Copy out the rows below word for word, from the line with "[spot] the man in black" through the last line of the rows, both included.

## Begin

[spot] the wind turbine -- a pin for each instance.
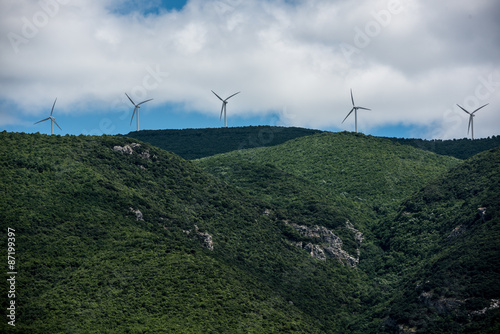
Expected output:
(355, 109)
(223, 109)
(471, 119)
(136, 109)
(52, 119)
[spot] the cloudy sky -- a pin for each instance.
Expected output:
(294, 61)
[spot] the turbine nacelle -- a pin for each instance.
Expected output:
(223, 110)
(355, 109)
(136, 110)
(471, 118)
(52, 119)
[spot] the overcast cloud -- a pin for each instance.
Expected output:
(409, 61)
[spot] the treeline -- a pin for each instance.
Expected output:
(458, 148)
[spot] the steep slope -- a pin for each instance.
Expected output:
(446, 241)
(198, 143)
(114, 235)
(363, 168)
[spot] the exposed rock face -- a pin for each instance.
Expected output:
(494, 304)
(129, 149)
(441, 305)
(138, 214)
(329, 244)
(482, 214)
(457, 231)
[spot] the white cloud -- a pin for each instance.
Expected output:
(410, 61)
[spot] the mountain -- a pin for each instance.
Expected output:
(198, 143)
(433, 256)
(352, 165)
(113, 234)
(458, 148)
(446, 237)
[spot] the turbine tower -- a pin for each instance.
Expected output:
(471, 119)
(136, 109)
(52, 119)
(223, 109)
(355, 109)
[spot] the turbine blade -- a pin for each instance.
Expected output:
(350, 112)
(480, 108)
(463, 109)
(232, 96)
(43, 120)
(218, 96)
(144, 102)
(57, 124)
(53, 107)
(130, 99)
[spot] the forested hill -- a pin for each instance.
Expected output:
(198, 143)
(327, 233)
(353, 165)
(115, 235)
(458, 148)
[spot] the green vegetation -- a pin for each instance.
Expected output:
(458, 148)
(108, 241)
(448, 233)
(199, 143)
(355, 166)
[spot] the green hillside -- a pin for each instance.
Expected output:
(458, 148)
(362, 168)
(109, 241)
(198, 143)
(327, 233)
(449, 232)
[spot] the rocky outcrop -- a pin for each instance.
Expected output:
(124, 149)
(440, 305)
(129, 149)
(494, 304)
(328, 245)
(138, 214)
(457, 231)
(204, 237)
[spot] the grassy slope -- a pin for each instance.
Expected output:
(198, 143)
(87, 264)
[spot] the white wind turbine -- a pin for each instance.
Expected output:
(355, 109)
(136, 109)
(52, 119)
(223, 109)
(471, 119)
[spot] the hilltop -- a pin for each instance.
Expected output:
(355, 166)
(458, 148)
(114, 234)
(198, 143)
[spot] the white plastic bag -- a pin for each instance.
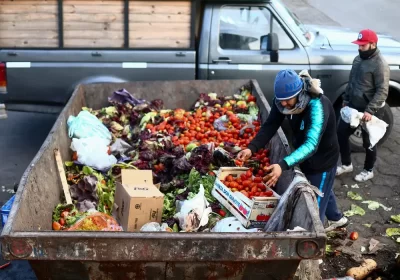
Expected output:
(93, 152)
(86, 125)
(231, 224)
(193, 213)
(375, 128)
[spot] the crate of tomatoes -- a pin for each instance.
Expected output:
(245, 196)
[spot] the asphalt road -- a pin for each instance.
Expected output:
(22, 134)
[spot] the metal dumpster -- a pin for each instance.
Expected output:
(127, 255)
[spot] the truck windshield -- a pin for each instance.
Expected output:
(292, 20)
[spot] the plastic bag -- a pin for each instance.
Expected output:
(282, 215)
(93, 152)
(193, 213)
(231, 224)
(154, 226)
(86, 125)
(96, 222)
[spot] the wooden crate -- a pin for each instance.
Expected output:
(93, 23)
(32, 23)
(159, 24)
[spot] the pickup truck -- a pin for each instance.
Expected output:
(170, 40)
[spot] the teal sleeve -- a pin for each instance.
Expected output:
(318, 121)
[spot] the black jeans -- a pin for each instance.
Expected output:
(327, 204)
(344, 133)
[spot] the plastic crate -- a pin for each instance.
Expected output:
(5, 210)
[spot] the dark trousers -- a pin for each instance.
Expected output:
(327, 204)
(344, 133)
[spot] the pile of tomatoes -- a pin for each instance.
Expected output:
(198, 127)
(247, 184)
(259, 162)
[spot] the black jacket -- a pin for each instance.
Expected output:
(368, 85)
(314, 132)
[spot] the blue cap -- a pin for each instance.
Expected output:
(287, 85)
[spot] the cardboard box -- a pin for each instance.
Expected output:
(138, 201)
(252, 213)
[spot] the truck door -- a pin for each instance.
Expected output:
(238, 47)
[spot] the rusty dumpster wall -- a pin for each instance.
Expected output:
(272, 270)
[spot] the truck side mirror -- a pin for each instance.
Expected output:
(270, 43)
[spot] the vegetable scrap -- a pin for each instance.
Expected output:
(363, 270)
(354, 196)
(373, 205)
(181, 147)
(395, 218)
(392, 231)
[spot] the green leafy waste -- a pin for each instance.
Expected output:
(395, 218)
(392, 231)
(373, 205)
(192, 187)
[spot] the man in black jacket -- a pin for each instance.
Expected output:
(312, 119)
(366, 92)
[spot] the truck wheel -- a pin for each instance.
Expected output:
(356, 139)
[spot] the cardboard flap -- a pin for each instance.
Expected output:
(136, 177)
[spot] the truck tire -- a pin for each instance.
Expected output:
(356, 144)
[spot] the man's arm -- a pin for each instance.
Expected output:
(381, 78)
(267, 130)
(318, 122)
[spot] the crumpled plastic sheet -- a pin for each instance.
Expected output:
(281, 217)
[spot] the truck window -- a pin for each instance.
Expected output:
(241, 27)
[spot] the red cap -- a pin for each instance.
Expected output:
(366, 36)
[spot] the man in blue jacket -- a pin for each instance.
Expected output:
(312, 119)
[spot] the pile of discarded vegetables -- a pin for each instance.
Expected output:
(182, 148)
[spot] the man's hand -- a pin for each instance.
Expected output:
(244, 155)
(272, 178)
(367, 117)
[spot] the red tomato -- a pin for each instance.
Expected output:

## End

▸ Solution for this exercise
[spot] the man in black jacket -- a pin for each instance.
Expected output:
(312, 119)
(366, 92)
[spot] the truck wheel -- a pin for each instance.
Expected output:
(356, 139)
[spot] the cardboard flap -- a pin for each instance.
Expected output:
(136, 177)
[spot] the truck tire -- a pin for each instance.
Expected output:
(356, 144)
[spot] the man's arm -- a pin for each instance.
Expected output:
(381, 78)
(267, 130)
(318, 122)
[spot] the crumpled plastic sheet -- a pin for each instance.
Expected output:
(281, 217)
[spot] the truck window -- a pin for each instance.
Expected output:
(241, 27)
[spot] the red cap -- a pin for each instance.
Expected output:
(366, 36)
[spot] the man in blue jacket -- a pin for each instance.
Expected output:
(312, 119)
[spot] the pile of discarded vegetables -- a pin for each instance.
Expected output:
(182, 148)
[spot] the man's hand -- a pin for each instance.
Expected output:
(244, 155)
(272, 178)
(367, 117)
[spot] the red tomato -- a pin for each instance.
Expected output:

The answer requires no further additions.